RECORDS TO USE —

══════════════════════════════

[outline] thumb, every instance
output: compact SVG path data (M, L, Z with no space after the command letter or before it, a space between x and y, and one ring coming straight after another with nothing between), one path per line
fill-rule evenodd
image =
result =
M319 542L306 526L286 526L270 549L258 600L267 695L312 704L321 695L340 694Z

══════════════════════════════

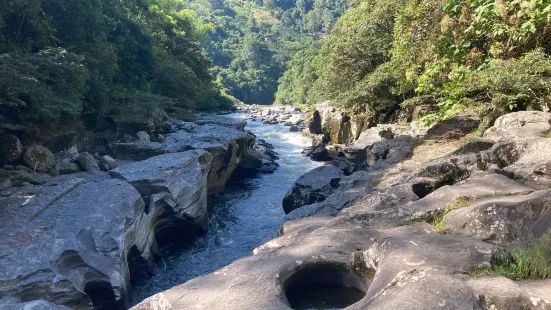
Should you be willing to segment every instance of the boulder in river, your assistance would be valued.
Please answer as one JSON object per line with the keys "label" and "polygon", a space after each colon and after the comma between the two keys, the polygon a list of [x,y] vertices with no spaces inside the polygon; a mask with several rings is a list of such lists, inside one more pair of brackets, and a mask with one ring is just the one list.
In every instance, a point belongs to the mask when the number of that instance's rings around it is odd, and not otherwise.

══════════════════════════════

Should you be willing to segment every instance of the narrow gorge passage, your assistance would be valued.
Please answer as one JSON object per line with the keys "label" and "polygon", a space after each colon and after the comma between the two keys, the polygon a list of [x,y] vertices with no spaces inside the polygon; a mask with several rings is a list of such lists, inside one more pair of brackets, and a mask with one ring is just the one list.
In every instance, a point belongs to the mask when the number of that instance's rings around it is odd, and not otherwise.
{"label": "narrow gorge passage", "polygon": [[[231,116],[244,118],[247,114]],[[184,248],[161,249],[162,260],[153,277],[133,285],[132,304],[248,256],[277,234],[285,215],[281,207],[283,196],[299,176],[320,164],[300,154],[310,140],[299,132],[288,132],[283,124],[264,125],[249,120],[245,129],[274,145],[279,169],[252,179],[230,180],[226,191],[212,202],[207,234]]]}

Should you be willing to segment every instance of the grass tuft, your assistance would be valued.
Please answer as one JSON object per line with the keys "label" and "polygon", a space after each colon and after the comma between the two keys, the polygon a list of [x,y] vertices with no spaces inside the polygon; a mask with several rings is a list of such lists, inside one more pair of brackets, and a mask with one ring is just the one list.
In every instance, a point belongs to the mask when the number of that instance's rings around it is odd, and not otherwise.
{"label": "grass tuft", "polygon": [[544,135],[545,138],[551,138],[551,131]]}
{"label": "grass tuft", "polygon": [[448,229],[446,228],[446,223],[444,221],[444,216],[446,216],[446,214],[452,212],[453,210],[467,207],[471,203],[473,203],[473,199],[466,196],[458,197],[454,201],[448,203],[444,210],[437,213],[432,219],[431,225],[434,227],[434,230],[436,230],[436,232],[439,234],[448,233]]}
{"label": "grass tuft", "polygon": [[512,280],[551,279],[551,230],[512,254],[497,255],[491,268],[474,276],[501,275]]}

══════════════════════════════

YOUR INSTRUCTIONS — What the answer needs is every line from the data above with "Should" in it.

RESULT BELOW —
Should you be willing to segment every instance of the boulder in river, your assistance would be valued.
Should you be willing to segment every instance of the narrow gorge passage, your assistance would be valued.
Should you be willing to segment every instance of the grass tuft, your assistance would be valued.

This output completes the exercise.